:: BLOCCO DI TESTO ::
- - - -
La drammatica condizione degli sfollati del Kivu: con noi, Francesca Fontanini dell'Acnur
Il segretario generale dell'Onu, Ban Ki-moon, ha espresso apprezzamento per l'importante
incontro dei giorni scorsi, a Goma, tra il presidente rwandese Kagame e il suo omologo
congolese Kabila. Per Ban Ki-moon si tratta di un passo fondamentale per riportare
la pace nella regione. Un obiettivo quanto mai urgente: migliaia di congolesi, infatti,
stanno fuggendo, impauriti e sottoposti a violenze e soprusi, nella regione orientale
della Repubblica Democratica del Congo. Dopo il Nord anche il Sud Kivu è purtroppo
diventato scenario della guerra che il governo ha iniziato contro i guerriglieri delle
Forze democratiche di Liberazione del Rwanda. Valutare il numero delle vittime e portare
soccorsi è molto difficile. Per una testimonianza su questo drammatico movimento di
massa, Gabriella Ceraso ha intervistato Francesca Fontanini, portavoce
dell'Alto Commissariato delle Nazioni Unite per i Rifugiati (ACNUR) nell’area:
R. – Nel
Nord Kivu già avevamo assistito ad un movimento di circa 400 mila persone dall’inizio
dell’anno, mentre nel Sud Kivu, già negli ultimi tre mesi, abbiamo registrato un movimento
di circa 120 mila persone. Abbiamo problemi di logistica e anche di sicurezza che
non ci permettono di raggiungere i diversi territori della regione del Sud Kivu. Quindi,
il numero delle vittime di questi conflitti può essere maggiore. D.
- - - -
:: SEZIONE DATI ::
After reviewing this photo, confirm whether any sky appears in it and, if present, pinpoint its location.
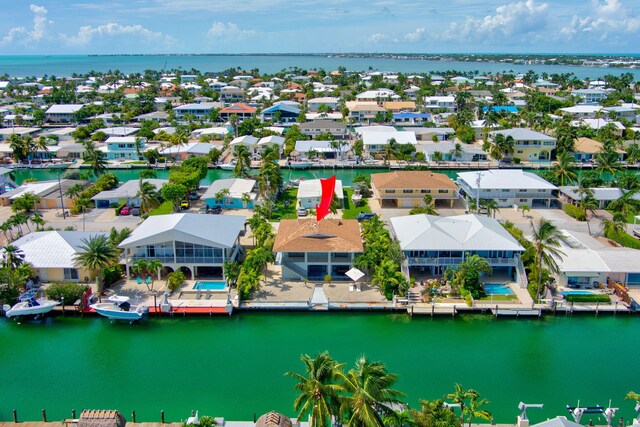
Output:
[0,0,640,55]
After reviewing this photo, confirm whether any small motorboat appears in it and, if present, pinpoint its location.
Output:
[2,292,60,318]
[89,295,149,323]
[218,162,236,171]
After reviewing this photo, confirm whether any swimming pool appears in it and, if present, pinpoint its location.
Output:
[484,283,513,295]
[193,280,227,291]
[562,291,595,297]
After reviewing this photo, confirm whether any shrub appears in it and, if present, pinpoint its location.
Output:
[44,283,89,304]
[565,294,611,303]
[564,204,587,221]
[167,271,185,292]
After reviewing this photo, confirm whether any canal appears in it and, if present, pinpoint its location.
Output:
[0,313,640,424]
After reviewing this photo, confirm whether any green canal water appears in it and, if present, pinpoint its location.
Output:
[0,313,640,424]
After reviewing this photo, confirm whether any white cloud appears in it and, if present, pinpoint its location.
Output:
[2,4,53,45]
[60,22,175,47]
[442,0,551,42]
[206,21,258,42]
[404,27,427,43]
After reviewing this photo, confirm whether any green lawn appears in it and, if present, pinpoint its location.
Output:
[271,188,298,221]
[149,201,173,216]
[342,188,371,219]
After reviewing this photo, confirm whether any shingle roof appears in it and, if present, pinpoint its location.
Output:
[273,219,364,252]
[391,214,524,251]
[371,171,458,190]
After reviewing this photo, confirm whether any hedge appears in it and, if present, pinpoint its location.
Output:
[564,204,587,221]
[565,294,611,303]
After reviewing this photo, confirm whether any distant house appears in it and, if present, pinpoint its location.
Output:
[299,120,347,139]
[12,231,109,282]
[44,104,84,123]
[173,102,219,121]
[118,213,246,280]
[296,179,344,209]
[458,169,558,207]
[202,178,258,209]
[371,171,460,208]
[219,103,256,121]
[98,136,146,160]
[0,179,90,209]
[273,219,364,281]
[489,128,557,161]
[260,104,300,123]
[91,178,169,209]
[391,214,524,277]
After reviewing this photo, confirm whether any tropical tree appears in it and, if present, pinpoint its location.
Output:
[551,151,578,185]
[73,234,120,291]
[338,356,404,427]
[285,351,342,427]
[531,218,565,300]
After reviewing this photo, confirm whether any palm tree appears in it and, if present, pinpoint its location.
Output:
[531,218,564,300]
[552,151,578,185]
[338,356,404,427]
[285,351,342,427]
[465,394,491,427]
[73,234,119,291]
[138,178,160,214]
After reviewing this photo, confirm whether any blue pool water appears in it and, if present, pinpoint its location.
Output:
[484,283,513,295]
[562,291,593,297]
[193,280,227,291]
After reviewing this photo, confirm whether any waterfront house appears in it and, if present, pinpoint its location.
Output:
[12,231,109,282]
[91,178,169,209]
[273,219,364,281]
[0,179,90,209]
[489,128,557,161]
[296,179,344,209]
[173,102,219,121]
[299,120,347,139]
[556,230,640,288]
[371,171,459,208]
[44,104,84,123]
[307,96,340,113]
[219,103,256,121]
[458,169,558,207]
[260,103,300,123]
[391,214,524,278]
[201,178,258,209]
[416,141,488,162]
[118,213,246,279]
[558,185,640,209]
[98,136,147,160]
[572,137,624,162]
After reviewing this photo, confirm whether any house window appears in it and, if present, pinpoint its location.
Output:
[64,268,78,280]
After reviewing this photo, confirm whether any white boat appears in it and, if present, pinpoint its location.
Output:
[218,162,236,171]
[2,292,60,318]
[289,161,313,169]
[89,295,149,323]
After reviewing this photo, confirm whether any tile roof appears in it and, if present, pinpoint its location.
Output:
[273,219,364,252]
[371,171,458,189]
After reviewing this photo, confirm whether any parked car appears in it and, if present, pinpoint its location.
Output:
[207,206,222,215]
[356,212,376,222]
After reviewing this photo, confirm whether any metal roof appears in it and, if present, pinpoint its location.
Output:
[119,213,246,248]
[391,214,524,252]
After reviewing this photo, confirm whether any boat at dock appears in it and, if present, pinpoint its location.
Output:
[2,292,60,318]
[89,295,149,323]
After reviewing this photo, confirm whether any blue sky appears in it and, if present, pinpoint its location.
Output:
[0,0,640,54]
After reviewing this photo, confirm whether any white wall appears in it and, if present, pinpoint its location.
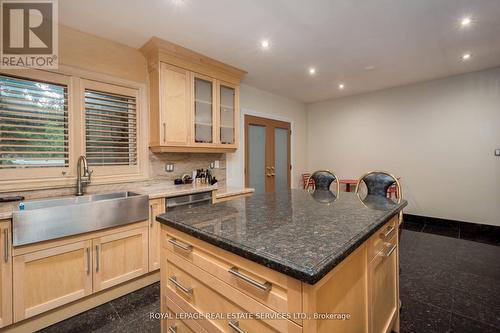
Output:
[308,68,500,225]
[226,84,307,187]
- - - -
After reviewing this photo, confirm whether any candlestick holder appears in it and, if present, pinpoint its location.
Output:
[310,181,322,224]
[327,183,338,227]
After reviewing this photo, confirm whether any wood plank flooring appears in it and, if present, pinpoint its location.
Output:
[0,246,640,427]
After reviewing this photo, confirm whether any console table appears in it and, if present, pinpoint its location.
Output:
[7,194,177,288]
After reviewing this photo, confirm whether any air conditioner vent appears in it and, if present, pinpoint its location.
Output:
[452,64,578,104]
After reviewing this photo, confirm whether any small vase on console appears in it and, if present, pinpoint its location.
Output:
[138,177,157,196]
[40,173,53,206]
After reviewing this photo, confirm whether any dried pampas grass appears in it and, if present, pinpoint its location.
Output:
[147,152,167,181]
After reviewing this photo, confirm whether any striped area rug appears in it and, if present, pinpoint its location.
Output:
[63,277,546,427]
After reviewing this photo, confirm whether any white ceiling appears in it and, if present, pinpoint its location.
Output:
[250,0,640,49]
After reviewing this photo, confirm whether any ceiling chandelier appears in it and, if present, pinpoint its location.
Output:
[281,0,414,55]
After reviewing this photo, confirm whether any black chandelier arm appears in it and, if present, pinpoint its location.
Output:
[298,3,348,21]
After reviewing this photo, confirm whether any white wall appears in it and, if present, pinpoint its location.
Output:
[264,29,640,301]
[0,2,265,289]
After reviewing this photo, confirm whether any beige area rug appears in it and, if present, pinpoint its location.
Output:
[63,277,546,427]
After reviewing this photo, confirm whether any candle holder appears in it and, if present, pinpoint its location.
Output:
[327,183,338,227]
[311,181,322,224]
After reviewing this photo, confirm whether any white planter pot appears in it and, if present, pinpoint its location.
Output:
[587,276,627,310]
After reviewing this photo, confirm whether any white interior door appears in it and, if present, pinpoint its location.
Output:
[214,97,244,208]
- - - -
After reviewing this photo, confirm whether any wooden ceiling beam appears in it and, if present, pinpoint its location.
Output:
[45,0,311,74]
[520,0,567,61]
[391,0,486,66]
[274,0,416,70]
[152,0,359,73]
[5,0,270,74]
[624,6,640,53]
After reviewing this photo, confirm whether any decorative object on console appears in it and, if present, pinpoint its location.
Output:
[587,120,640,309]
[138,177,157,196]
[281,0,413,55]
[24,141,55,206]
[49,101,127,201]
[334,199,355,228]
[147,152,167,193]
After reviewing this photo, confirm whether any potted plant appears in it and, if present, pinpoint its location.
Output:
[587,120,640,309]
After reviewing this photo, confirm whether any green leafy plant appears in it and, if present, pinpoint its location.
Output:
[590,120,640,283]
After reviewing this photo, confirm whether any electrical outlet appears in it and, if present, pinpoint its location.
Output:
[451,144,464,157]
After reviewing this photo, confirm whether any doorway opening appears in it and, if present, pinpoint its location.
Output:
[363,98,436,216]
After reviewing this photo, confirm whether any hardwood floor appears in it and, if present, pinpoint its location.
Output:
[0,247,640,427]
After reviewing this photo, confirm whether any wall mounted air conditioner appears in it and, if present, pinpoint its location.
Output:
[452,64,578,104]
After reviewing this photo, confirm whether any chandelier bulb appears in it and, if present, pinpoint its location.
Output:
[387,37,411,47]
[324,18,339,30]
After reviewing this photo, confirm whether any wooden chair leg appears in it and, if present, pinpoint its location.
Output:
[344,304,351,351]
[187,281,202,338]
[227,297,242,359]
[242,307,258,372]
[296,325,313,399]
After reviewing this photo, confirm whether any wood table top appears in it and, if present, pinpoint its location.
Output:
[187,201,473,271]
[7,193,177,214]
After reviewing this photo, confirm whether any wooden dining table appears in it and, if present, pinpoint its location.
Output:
- - - -
:: COSE DA FARE ::
1: Secondo il testo sugli sfollati del Kivu, quante persone si sono spostate nel Sud Kivu negli ultimi tre mesi?
2: Continua il testo sugli sfollati del Kivu a partire dall'ultima riga.

:: RISPOSTE PER COMPITO ::
1: Circa 120 mila persone.

2:
– Come avvengono questi spostamenti? R. – Le persone si spostano
per precauzione; in più, lasciano le proprie case durante la notte e poi ritornano
durante il giorno per proteggere i loro campi, perché la maggior parte di queste popolazioni
vive di rendimento agricolo. D. – Voi denunciate gravi violazioni
dei diritti umani. Quali? R. – Gli stessi sfollati ci hanno
riportato casi di violenza sessuale, casi di detenzioni irregolari, tasse che devono
pagare illegalmente sia alle forze ribelli sia alle forze della Repubblica Democratica
del Congo e c’è un alto tasso di impunità. D. – Esigenze immediate? R.
– Le necessità sono cibo, aiuto alle persone vittime di violenza sessuale, interventi
in materia di salute e per assicurare un rifugio. D. – Le persone
che riuscite a soccorrere, come vivono, quali sono le loro prospettive? R.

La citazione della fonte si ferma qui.